Question 27-A of the survey asked which cloud computing platforms respondents use on a regular basis. The top 3 are clearly Amazon Web Services (AWS), Google Cloud Platform (GCP), and Microsoft Azure, although 91 “other” participants (approximately 4.5% of the 2,001 in total) indicated that they do not use a cloud computing platform.


The heat map below illustrates the most popular cloud computing platforms.

In [None]:
# Create heat map

create_heat_map(dataframe=df_cc_us_grouped_pivot_sorted,
                x_axis_title='Cloud Platform',
                y_axis_title='Job Title',
                color_bar='Count',
                x_axis_tick_angle=45)

## **Educational Background**<a name='education'></a>

In [None]:
# Filter data to see only country names and educational background

df_edu = df[['Q3', 'Q4', 'Q5']]

In [None]:
# Filter data to see only results for United States

df_edu_us = df_edu[df_edu['Q3'] == 'United States of America']

# Rename columns for readability

df_edu_us = df_edu_us.rename(columns={'Q3': 'Country',
                                      'Q4': 'Education Level',
                                      'Q5': 'Job Title'})

......

**TO-DO LIST:**
**a.** Answer these questions about the survey notebook above:
(i) How many participants indicated that they do not use a cloud computing platform?
(ii) What x-axis title is passed to create_heat_map?
(iii) What new name is given to the column 'Q4'?
**b.** Write a continuation of the survey notebook, starting right after its final line.

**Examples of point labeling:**

......

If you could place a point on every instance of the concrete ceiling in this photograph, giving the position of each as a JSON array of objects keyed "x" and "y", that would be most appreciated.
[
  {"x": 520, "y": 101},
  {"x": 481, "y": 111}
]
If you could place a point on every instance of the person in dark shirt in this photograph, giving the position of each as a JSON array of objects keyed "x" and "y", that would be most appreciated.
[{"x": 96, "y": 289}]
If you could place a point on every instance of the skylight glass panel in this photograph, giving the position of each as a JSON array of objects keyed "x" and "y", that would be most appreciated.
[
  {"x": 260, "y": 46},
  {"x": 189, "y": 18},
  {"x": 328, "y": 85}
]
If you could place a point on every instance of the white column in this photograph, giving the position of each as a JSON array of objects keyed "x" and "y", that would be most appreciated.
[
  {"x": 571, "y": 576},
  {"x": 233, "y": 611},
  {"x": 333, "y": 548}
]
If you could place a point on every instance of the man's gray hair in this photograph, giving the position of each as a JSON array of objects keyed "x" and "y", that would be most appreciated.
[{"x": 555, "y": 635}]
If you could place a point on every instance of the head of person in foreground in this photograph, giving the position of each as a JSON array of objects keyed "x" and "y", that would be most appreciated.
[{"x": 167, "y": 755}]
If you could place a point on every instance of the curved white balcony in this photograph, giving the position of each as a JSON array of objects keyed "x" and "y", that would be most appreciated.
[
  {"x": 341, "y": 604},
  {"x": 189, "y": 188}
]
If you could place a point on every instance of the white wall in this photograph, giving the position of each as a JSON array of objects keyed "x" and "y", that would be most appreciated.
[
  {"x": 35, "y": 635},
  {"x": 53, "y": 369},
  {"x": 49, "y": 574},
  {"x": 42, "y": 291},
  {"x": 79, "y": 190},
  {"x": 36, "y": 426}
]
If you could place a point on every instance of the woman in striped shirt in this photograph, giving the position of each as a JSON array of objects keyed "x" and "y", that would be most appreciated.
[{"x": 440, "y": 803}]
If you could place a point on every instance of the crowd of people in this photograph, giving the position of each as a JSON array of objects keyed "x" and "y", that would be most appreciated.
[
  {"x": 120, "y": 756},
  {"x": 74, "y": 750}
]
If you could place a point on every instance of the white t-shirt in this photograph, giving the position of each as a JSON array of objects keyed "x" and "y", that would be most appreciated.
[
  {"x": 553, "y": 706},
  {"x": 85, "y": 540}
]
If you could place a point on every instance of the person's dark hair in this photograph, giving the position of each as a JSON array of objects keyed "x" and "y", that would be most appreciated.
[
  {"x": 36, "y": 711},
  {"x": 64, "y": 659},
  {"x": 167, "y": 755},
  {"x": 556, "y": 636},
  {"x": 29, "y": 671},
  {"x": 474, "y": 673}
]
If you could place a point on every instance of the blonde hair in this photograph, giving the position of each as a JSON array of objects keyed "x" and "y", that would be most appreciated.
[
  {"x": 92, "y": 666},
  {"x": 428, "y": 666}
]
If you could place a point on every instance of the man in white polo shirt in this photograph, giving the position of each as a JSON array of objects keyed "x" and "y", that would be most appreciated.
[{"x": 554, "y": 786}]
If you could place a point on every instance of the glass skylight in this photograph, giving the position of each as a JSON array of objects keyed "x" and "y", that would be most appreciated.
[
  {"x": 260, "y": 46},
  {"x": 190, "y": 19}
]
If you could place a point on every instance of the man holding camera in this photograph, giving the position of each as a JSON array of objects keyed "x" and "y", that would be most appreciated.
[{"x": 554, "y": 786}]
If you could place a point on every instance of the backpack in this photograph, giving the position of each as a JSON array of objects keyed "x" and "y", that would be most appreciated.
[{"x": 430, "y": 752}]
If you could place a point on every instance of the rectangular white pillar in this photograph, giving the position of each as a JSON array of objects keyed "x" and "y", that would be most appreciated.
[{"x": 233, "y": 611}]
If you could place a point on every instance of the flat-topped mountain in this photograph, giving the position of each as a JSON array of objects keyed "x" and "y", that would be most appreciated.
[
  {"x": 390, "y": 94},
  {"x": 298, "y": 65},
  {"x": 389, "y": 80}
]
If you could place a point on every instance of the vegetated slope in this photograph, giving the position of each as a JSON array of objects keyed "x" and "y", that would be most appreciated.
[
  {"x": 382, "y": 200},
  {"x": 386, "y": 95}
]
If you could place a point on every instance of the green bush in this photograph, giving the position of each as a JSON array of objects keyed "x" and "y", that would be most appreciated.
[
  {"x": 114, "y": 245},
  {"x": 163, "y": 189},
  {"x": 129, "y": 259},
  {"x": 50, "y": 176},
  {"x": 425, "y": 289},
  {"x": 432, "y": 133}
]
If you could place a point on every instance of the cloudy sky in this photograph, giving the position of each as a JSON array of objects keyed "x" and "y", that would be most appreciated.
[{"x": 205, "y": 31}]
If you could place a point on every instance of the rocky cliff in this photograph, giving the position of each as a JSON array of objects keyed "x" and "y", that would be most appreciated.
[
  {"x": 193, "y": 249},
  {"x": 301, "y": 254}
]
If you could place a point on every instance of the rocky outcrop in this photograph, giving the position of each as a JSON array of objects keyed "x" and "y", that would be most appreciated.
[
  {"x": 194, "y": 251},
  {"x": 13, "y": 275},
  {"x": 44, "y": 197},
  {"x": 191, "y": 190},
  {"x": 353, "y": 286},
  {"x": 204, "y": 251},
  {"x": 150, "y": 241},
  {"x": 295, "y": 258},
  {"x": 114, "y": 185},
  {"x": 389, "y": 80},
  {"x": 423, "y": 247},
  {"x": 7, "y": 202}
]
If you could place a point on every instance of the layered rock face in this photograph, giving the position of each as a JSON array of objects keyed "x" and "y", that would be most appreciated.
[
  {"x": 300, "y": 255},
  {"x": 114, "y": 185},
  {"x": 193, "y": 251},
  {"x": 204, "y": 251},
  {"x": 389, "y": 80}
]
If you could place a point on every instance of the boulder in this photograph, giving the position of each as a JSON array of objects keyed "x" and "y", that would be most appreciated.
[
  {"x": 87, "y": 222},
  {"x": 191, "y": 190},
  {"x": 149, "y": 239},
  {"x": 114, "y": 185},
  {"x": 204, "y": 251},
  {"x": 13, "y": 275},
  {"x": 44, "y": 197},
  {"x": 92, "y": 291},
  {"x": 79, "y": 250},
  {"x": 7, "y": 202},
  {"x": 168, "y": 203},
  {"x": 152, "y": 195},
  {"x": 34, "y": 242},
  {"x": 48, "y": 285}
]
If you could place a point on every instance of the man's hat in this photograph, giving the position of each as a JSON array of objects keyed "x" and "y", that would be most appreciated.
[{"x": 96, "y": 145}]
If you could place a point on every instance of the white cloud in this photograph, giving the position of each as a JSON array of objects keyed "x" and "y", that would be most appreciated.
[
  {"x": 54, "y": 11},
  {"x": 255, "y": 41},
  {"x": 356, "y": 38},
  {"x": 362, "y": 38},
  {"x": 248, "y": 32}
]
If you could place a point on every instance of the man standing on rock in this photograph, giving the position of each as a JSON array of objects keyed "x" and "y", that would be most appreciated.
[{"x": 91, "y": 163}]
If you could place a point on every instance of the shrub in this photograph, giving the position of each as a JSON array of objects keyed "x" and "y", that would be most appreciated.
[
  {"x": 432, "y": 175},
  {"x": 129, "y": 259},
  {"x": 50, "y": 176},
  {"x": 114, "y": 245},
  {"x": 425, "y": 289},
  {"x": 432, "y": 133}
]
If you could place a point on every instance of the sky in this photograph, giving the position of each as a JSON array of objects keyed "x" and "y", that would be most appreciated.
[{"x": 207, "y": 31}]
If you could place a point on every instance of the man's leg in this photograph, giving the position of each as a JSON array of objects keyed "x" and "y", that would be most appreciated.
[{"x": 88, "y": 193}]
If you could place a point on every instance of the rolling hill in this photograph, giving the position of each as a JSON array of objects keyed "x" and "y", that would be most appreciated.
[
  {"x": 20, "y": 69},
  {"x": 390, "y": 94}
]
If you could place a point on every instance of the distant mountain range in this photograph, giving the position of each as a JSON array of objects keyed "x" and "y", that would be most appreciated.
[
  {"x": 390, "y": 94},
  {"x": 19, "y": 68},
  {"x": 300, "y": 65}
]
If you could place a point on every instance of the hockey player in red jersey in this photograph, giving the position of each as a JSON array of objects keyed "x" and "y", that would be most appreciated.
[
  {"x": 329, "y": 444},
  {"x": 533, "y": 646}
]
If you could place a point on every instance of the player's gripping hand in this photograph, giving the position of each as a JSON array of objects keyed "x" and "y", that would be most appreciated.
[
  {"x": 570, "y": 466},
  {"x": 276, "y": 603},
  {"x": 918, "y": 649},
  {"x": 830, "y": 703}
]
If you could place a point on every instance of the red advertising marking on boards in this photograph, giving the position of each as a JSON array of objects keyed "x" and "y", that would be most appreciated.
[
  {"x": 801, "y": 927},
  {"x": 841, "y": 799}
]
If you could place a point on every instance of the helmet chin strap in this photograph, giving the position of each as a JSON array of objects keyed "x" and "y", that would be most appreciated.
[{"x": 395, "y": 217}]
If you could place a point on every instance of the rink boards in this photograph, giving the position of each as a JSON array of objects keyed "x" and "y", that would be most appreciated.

......

**RESULTS OF THE TASKS:**
**a.**
(i) 91
(ii) 'Cloud Platform'
(iii) 'Education Level'

**b.**
In [None]:
# Group and aggregate

df_edu_us_grouped = df_edu_us.groupby(['Job Title', 'Education Level'])['Education Level'].count().reset_index(name='Count')
    
df_edu_us_sorted = df_edu_us_grouped.sort_values(by='Job Title', ascending=True)

In [None]:
# Drop rows for students and those not employed

index_edu_1 = df_edu_us_sorted[df_edu_us_sorted['Job Title'] == 'Student'].index
index_edu_2 = df_edu_us_sorted[df_edu_us_sorted['Job Title'] == 'Currently not employed'].index

df_edu_us_sorted.drop(index_edu_1, inplace = True)
df_edu_us_sorted.drop(index_edu_2, inplace = True)

In [None]:
# Create pivot table

df_edu_grouped_pivot = pd.pivot_table(
    df_edu_us_sorted,
    values='Count',
    index='Job Title',
    columns='Education Level',
    aggfunc=np.sum,
    fill_value=0,
    margins=False
)

A total of 2,001 responses to this question were analyzed (again filtering out those who are not currently employed and students). The overwhelming majority of respondents have master’s degrees (988 [49.3%]). A total of 484 participants (24.2%) have bachelor’s degrees, followed by 367 (18.3%) with doctoral degrees.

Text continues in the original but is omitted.